Records from a collection:
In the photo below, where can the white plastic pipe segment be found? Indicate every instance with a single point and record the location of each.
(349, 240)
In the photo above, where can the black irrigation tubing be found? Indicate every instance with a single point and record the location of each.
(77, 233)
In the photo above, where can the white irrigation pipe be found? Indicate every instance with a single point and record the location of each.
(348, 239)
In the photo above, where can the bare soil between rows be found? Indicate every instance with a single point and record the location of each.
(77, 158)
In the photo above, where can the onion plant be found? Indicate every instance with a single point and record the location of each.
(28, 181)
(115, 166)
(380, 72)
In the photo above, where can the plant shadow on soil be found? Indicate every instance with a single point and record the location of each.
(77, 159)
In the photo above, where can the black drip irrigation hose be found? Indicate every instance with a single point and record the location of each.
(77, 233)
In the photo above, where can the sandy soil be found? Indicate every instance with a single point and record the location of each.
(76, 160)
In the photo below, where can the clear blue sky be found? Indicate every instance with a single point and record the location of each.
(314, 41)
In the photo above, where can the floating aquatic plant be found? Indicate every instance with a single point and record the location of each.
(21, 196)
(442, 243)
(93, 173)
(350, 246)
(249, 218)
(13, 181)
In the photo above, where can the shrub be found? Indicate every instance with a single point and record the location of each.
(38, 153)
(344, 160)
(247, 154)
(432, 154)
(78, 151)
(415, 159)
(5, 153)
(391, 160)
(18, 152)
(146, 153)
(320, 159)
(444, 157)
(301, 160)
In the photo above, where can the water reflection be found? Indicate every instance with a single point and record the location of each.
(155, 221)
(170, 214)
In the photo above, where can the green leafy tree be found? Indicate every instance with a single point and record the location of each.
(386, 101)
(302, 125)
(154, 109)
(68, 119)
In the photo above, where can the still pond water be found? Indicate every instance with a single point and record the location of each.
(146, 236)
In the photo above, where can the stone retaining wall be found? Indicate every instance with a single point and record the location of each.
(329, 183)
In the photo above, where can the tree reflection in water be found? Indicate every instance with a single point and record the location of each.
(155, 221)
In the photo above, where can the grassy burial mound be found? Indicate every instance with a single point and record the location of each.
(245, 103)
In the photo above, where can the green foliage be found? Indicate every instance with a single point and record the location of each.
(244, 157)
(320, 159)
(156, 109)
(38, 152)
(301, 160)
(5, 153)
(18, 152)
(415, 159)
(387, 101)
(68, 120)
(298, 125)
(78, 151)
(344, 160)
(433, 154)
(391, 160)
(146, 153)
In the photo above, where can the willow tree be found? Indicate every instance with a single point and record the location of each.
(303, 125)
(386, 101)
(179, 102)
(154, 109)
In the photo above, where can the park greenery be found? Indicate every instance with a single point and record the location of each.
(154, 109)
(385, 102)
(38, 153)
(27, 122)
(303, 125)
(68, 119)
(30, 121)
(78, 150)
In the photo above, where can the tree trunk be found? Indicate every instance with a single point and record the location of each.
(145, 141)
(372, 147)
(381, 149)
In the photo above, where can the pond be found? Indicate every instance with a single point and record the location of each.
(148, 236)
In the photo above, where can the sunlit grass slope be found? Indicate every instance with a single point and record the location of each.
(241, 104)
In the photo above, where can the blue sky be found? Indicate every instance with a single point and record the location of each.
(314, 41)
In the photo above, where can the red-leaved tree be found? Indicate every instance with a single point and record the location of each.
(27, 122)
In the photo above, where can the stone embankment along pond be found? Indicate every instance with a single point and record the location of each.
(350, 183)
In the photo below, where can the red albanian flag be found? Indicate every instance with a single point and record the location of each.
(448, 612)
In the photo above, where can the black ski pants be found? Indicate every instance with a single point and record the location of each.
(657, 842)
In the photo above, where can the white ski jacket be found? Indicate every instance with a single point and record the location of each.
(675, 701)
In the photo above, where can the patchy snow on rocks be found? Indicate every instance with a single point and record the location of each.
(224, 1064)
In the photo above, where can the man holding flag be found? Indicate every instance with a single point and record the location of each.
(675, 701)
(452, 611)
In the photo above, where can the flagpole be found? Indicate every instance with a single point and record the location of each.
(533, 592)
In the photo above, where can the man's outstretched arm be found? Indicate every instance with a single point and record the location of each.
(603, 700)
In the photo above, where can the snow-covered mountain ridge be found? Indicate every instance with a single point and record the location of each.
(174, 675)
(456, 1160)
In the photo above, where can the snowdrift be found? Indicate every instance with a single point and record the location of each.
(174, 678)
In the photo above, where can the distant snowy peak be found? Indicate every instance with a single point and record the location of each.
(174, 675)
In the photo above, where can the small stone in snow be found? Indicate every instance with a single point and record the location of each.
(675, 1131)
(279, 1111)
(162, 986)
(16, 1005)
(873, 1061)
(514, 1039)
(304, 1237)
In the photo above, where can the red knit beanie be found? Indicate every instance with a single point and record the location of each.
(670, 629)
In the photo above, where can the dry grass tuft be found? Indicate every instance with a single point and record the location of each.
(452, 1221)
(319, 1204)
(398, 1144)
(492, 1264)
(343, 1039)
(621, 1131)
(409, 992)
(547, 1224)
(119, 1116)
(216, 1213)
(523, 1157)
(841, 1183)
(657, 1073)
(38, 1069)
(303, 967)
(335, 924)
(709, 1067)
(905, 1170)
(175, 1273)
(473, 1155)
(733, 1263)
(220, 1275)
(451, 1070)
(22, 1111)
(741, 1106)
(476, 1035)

◆ INSTRUCTION: Copy out the lines starting at the one containing "In the photo above, where can the red knit" and ending with the last line of the entries. Include nothing else.

◆ ANSWER TO THIS TASK:
In the photo above, where can the red knit beanie be found? Indicate every instance with a single point and record the location of each.
(670, 629)
In the photo above, where can the dry grass tuft be found? Indicate every instance with a single point and record the location of each.
(452, 1221)
(319, 1204)
(398, 1144)
(492, 1264)
(343, 1039)
(621, 1131)
(409, 992)
(547, 1224)
(119, 1116)
(216, 1213)
(523, 1157)
(841, 1183)
(657, 1073)
(38, 1069)
(303, 967)
(335, 924)
(709, 1067)
(905, 1170)
(175, 1273)
(473, 1155)
(733, 1263)
(220, 1275)
(451, 1070)
(22, 1111)
(741, 1106)
(476, 1035)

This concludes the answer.